### Условие задания A
Пожалуйста, процитируйте дословно все записи, которые идут ниже после отрывка. Изображения в ответ не включайте.

### Приведённый отрывок
_____

Под стать порочной внешнеполитической стратегии Парижа была и его военная стратегия.

После окончания победоносной для Франции Первой мировой войны в Высшем военном совете национальной обороны, военном министерстве и генеральном штабе возобладала концепция позиционной оборонительной войны по образцу 1914–1918 гг. Попытки современно мысливших военных теоретиков, в частности полковника Шарля де Голля, доказать, что будущая война будет войной маневренной, с массированным применением танков во взаимодействии с авиацией, отвергались в верхах.

Надежды на успешное отражение возможной агрессии военно-политическое руководство Третьей республики связывало с линией Мажино (по имени военного министра) – 400-километровой, глубоко эшелонированной системой укреплений вдоль границы с Германией. Дорогостоящее ее строительство велось с 1930 г., но к началу войны она так и не была достроена. Кроме того, главный удар нацисты нанесли совсем не там, где их ждали.

Укреплению обороноспособности предвоенной Франции мешала и хроническая правительственная неустойчивость, частая смена главы кабинета и министров, в том числе военных. Они, не успевая войти в курс дела, уступали свой пост преемнику. «В области национальной обороны, – писал де Голль, проработавший пять лет секретарем Высшего военного совета, – подобные условия препятствовали выработке стройного плана, принятию обдуманных решений и осуществлению необходимых мероприятий, которые в совокупности составляют то, что называется последовательной тактикой».

Можно сказать, национальная оборона Франции к началу войны оказалась заложницей разбалансированной политической системы, где межпартийная борьба стала едва ли не самоцелью соперничавших группировок, утративших понимание государственных интересов страны. Налицо были все признаки острого кризиса, охватившего одряхлевшую Третью республику, где в критический момент не нашлось решительного лидера, равного Уинстону Черчиллю.

_____

### Исходные данные
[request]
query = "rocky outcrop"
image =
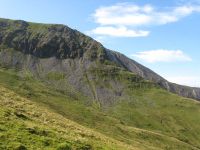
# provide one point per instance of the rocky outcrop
(62, 49)
(148, 74)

_____

### Условие задания B
Для каждого утверждения определите, соответствует ли оно приведённому выше отрывку, и ответьте «да» или «нет», подкрепив ответ точной цитатой из отрывка.
(i) Строительство линии Мажино началось в 1930 г.
(ii) К началу войны линия Мажино была полностью достроена.
(iii) Де Голль пять лет был секретарём Высшего военного совета.

### Решение A
[request]
query = "rocky outcrop"
image =
# provide one point per instance of the rocky outcrop
(62, 49)
(148, 74)

### Решение B
(i) Да: «Дорогостоящее ее строительство велось с 1930 г.»
(ii) Нет: «к началу войны она так и не была достроена».
(iii) Да: «проработавший пять лет секретарем Высшего военного совета».